*What the task asks*. Rewrite the material from its first line through the line with "299 278 408 400", putting "back wheel" in place of "rear wheel" and changing nothing else.

*Raw data*.
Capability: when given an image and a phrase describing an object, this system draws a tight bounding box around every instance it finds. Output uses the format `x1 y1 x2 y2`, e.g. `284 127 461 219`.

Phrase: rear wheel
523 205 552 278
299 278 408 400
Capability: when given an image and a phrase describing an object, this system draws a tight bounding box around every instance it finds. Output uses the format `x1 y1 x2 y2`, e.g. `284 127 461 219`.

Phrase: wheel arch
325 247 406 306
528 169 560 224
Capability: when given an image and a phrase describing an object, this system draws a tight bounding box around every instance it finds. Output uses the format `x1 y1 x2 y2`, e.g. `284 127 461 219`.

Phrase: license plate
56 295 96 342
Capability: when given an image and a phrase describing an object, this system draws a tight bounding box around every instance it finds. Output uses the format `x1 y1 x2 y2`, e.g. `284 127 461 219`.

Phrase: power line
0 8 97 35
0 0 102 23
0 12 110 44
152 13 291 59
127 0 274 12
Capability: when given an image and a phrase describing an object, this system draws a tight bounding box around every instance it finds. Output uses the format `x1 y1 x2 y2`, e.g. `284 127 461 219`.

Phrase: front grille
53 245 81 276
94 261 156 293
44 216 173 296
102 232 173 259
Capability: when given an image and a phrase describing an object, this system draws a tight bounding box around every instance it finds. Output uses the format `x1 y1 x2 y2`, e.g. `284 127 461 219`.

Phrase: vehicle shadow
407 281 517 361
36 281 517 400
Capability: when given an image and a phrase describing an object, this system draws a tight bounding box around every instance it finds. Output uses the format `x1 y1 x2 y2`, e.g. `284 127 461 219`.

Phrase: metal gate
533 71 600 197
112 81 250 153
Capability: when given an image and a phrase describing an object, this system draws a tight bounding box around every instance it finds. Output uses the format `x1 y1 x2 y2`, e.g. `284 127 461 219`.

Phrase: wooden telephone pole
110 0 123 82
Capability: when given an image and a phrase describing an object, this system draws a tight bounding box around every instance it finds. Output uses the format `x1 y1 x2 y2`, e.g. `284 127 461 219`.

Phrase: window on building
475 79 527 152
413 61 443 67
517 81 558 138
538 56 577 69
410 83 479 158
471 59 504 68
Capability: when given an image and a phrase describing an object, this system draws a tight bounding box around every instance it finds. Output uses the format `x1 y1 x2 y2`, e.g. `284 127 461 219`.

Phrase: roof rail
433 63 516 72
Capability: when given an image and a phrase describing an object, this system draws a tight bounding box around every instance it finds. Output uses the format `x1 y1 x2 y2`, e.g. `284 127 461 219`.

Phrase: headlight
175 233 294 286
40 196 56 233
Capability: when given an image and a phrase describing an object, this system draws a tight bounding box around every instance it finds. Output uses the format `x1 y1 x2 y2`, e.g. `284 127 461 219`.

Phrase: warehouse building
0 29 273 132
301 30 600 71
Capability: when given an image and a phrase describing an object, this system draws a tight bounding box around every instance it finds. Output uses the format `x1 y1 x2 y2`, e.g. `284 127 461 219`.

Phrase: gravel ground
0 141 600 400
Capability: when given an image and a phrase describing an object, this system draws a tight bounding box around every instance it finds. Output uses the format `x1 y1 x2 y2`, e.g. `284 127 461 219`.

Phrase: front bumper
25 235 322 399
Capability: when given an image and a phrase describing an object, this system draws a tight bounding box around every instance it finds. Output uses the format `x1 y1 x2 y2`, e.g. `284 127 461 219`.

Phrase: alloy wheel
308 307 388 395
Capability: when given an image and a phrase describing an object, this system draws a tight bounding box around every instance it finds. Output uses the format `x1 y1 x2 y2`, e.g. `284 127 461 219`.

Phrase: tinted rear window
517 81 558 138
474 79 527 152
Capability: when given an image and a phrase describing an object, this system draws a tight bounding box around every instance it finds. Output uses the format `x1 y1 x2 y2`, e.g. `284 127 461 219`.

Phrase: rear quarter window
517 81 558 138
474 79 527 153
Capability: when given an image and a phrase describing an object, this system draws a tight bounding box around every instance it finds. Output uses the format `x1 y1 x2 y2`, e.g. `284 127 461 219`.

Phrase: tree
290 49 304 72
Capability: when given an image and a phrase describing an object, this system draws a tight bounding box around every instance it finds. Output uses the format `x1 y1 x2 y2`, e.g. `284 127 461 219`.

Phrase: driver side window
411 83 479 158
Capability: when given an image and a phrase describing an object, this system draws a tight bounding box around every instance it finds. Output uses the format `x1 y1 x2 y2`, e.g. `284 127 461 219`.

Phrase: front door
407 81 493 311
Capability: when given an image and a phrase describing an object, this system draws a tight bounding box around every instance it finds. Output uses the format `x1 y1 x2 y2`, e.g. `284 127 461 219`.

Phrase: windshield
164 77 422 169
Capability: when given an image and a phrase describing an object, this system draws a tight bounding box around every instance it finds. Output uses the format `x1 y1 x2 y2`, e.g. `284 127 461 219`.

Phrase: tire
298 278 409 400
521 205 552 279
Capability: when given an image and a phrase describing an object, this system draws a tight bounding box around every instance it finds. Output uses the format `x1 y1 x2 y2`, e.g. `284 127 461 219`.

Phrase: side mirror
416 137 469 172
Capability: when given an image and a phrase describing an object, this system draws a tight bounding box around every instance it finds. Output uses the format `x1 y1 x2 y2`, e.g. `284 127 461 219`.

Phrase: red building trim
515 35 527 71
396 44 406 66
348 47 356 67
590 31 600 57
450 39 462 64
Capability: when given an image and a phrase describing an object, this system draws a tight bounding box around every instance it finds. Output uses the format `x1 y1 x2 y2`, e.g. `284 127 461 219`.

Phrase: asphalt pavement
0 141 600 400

*The completed task*.
Capability: when given an image and a phrase describing an object, this system draws a tight bounding box around every instance it finds. Output uses the format `x1 y1 x2 y2`, e.g. `284 127 461 219`.

Phrase: back wheel
523 205 552 278
299 278 408 400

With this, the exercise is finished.